**TEXTO FORNECIDO:**
........
Segundo Mateus, a ruptura do véu foi acompanhada de outros fenômenos cósmicos: “A terra tremeu e fenderam-se as rochas. Os túmulos se abriram e muitos corpos de santos ressuscitaram. Eles saíram dos túmulos, depois da ressurreição d’Ele, entraram na Cidade Santa e apareceram a muitos” (27,51b-3). A descrição se inspira no motivo apocalíptico da ressurreição, prevista para a era messiânica (cf. Ez 37,1-14). Na linguagem apocalíptica o terremoto acompanha a descrição de teofanias, ou manifestações divinas, como sinal de uma nova ação salvífica (cf. Jl 2,10; Ag 2,6.21).

Por outro lado, a ruptura de rochas também acompanha a própria ação divina (Is 48,21; Na 1,5-6). Tumbas que se abrem marcam a descrição da ressurreição do povo em Ez 37,12s. “Santos” no Sl 34,9 é sinônimo de fiéis. Os rabinos chamam “santos” os que observam os mandamentos divinos. Em Mt 27,52 talvez se refira a personagens importantes do Antigo Testamento. A ressurreição dos mortos é o ato salvífico escatológico de Deus por excelência. Jerusalém com seu templo era o lugar da presença de Deus. Aqui, a expressão “Cidade Santa” indica a Jerusalém celeste (Hb 11,10.16; 12,22; Ap 21,2.10; 22,19. Enfim, todos estes sinais não devem ser entendidos literalmente, mas são afirmações teológicas para expor o significado da morte de Jesus. “Depois da ressurreição d’Ele”, talvez seja um acréscimo para deixar claro que “Cristo ressuscitou dos mortos como o primeiro dos que morreram” (1Cor 15,20) e na sua ressurreição se baseia a fé na ressurreição dos mortos (1Cor 15,12-19).

À vista destes fenômenos cósmicos, Marcos e Mateus trazem a confissão do centurião romano: “Verdadeiramente, este homem era Filho de Deus”. Marcos põe na boca do centurião aquilo que mais tarde faria parte da confissão cristã a respeito de Jesus. Com esta frase o centurião caracteriza a vida inteira de Jesus, até sua morte, como a de filho de Deus (cf.Mc 1,1 e 15,39). A expressão “filho de Deus” ainda não é o que entendemos por ” segunda pessoa da Trindade”, definição que foi feita apenas em 325 dC, no Concílio de Nicéia.
........
**DADOS FORNECIDOS:**
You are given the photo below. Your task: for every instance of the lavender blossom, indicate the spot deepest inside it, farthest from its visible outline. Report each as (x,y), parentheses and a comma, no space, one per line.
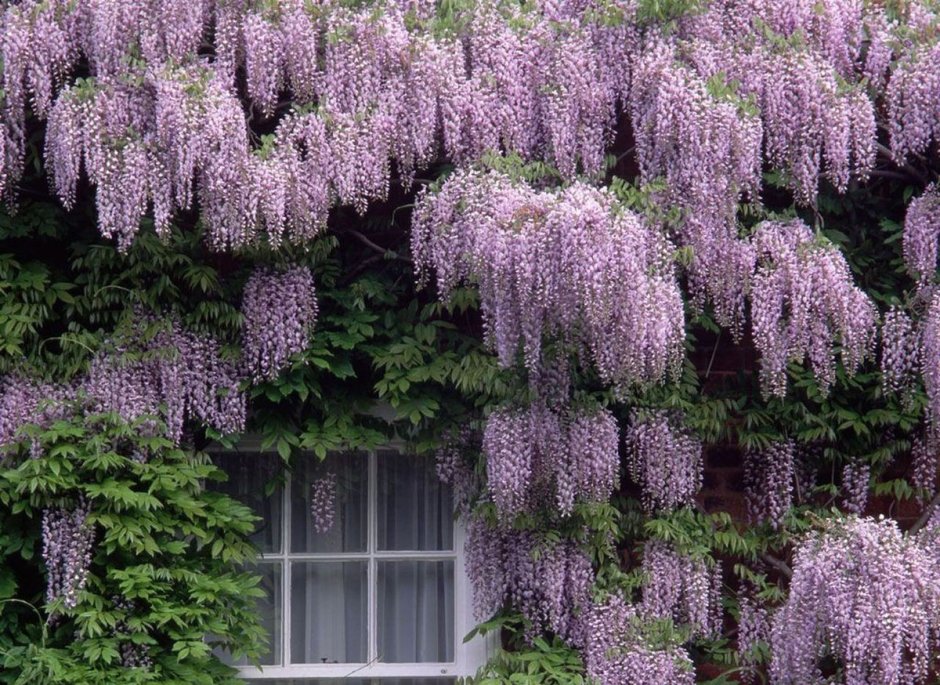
(664,458)
(67,541)
(323,502)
........
**TAREFA PROPOSTA A:** Segundo o texto fornecido, em que ano e em qual concílio foi feita a definição de "segunda pessoa da Trindade"?
**TAREFA PROPOSTA B:** Enumere todos os acontecimentos narrados na citação de Mateus (27,51b-3) que o texto fornecido reproduz.
**TAREFA PROPOSTA C:** Reproduza fielmente todo o trecho do texto fornecido, desde "Segundo Mateus, a" até "2,10; Ag 2,6.21).".
Os dados constituem um material à parte, sem relação com o texto fornecido.

**RESPOSTA CORRETA A:** Em 325 dC, no Concílio de Nicéia.

**RESPOSTA CORRETA B:**
- A terra tremeu.
- As rochas fenderam-se.
- Os túmulos se abriram.
- Muitos corpos de santos ressuscitaram.
- Eles saíram dos túmulos.
- Entraram na Cidade Santa.
- Apareceram a muitos.

**RESPOSTA CORRETA C:**
Segundo Mateus, a ruptura do véu foi acompanhada de outros fenômenos cósmicos: “A terra tremeu e fenderam-se as rochas. Os túmulos se abriram e muitos corpos de santos ressuscitaram. Eles saíram dos túmulos, depois da ressurreição d’Ele, entraram na Cidade Santa e apareceram a muitos” (27,51b-3). A descrição se inspira no motivo apocalíptico da ressurreição, prevista para a era messiânica (cf. Ez 37,1-14). Na linguagem apocalíptica o terremoto acompanha a descrição de teofanias, ou manifestações divinas, como sinal de uma nova ação salvífica (cf. Jl 2,10; Ag 2,6.21).